Natural-language object grounding data
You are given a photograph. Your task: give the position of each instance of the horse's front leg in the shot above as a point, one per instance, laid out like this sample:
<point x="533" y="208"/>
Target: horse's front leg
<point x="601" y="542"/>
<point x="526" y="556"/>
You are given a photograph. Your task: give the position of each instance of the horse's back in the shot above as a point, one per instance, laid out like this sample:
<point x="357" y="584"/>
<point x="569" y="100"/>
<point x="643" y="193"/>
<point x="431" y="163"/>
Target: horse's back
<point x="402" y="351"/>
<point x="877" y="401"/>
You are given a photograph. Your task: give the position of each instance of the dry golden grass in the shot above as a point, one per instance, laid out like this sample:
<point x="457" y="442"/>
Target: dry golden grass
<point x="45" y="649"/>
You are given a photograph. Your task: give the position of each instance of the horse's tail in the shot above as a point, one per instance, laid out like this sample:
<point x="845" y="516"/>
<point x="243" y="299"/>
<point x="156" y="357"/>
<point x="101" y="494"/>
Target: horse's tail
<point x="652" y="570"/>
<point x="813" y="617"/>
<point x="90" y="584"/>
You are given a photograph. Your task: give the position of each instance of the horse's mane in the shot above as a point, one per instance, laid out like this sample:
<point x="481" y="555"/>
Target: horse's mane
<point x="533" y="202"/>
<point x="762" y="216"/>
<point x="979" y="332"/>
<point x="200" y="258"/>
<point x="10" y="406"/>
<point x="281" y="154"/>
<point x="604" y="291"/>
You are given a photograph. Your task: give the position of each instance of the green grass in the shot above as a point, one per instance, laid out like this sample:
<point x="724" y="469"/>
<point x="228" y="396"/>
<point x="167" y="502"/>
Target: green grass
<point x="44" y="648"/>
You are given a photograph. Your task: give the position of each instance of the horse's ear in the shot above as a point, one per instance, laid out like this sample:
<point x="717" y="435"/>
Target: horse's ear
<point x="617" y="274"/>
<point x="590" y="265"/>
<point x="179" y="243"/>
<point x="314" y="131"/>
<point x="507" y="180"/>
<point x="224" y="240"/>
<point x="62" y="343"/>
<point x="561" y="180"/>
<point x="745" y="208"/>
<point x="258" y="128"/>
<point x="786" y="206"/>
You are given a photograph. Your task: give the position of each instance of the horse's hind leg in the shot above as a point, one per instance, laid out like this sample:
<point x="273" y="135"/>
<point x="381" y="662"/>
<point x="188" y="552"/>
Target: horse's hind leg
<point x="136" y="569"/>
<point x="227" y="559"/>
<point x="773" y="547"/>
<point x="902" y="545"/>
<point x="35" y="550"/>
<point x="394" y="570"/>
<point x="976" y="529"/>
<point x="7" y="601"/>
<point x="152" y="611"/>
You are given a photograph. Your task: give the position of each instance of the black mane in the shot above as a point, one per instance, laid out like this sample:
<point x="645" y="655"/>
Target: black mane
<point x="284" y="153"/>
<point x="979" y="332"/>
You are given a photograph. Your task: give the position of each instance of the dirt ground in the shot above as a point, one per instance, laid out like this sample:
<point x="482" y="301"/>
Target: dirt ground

### The problem
Find the lines in the entries above where "dirt" occurs, and copy each of them.

### Exercise result
You are given a photograph. Your task: give the position of each instance of the dirt ground in the shot above as a point, one per instance, laid out like this sample:
Target: dirt ground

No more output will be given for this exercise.